**WHAT TO WORK ON:**
Nothing should differ between your output and the entries below.

Segment Start: DATA PROVIDED

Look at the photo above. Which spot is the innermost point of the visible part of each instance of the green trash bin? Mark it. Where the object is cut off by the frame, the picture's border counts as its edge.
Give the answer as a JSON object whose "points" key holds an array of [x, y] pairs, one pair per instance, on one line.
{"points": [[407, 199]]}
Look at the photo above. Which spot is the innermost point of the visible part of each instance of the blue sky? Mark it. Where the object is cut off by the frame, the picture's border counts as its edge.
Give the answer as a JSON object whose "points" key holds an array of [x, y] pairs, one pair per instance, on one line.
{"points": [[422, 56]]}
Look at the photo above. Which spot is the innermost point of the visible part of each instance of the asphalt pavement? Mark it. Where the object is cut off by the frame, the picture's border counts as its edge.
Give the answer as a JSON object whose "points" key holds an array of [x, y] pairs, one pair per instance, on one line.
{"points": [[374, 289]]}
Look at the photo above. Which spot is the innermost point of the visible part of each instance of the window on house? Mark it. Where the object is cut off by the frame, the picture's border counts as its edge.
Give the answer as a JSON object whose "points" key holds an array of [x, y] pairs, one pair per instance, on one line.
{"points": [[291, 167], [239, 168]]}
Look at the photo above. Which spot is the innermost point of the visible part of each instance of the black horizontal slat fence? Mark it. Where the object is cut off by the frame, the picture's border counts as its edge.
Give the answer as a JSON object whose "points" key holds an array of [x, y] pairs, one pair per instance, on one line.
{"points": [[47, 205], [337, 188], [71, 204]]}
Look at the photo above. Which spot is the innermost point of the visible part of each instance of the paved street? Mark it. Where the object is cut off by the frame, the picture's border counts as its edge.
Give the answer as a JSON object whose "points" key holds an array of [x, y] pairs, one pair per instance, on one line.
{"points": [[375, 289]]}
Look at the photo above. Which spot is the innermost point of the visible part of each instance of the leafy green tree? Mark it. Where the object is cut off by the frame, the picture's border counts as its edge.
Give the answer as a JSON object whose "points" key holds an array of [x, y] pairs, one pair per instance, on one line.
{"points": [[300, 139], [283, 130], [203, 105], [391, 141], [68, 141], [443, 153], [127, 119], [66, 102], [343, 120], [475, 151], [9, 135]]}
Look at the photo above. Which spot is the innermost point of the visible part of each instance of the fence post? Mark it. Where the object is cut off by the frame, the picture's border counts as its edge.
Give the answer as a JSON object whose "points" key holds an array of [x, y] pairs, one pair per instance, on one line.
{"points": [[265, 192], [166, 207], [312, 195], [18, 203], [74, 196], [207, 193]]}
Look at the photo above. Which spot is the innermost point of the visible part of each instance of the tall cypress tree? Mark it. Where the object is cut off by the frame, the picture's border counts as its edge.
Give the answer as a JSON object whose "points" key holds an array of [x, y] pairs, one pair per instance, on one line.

Segment End: DATA PROVIDED

**WRITTEN RESPONSE:**
Look at the photo above. Which spot is the innermost point of the visible part of each instance of the green trash bin? Mark it. Where the object is cut off by the frame, the picture's border counts as its edge.
Give the answer as a JSON object whose "points" key holds an array of [x, y] pairs, one pair per instance, on one line.
{"points": [[407, 199]]}
Look at the photo above. Which spot is the innermost point of the visible part of each instance of the blue sky? Mark it. Where the object is cut off by the frame, the picture's border counts as its edge.
Give the answer as a JSON object whose "points" key holds an array of [x, y] pairs, one pair per instance, on one line.
{"points": [[422, 56]]}
Look at the photo above. Which spot is the innermost point of the visible part of each instance of the asphalt pavement? Mark it. Where the object is cut off by the frame, the picture's border counts as its edge.
Give the answer as a JSON object whose "points" key holds an array of [x, y] pairs, one pair per instance, on one line.
{"points": [[374, 289]]}
Look at the photo above. Which spot is the innermost point of the visible part of each instance of the window on house? Mark it. Where the object is cut off by the frame, the picture's border counts as its edge.
Give the answer as a JSON object whose "points" key holds an array of [x, y] pairs, one pair per instance, on one line.
{"points": [[291, 167], [239, 168]]}
Look at the photo above. Which spot is the innermost point of the visible part of each instance of the black horizontal slat fence? Mark it. Where the object is cut off by the frame, the picture's border counts as its edge.
Give the answer as a JSON object whose "points" key holds an array of [x, y] pairs, one pair per instance, on one line.
{"points": [[47, 205], [337, 188], [71, 204]]}
Look at the photo above. Which spot is the innermost point of the visible part of each instance of the paved street? Mark it. Where the object is cut off by the frame, the picture's border counts as its edge.
Give the answer as a JSON object whose "points" key holds an array of [x, y] pairs, one pair per instance, on one line.
{"points": [[375, 289]]}
Look at the photo above. Which spot is the innermost point of the visible part of each instance of the leafy green tree? Mark it. Where the object is cut off by the frame, the picture's border counts as its edge.
Give the answer as a JSON object whose "points" key holds an array of [x, y] pairs, one pair per instance, on one line.
{"points": [[300, 139], [283, 130], [203, 105], [391, 141], [68, 141], [443, 153], [127, 119], [66, 102], [343, 120], [475, 151], [9, 135]]}
Look at the photo above. Which spot is the innermost point of the visible part of each instance of the fence post? Mark it. Where the object is cut off by the frame, the picture's border counts as its edge.
Give the answer as a JSON object whose "points" key holds an array of [x, y] pairs, one pair per instance, on one line.
{"points": [[265, 192], [166, 207], [312, 195], [18, 203], [74, 196], [207, 193]]}
Look at the photo above. Which spot is the innermost point of the visible part of each instance of the tall cypress tree? Mark it. Where the object is cut off by the frame, the picture's border counts as its edge.
Give the answer as a JSON object whose "points" key holds an array of [x, y] pairs, one pair per instance, on one line.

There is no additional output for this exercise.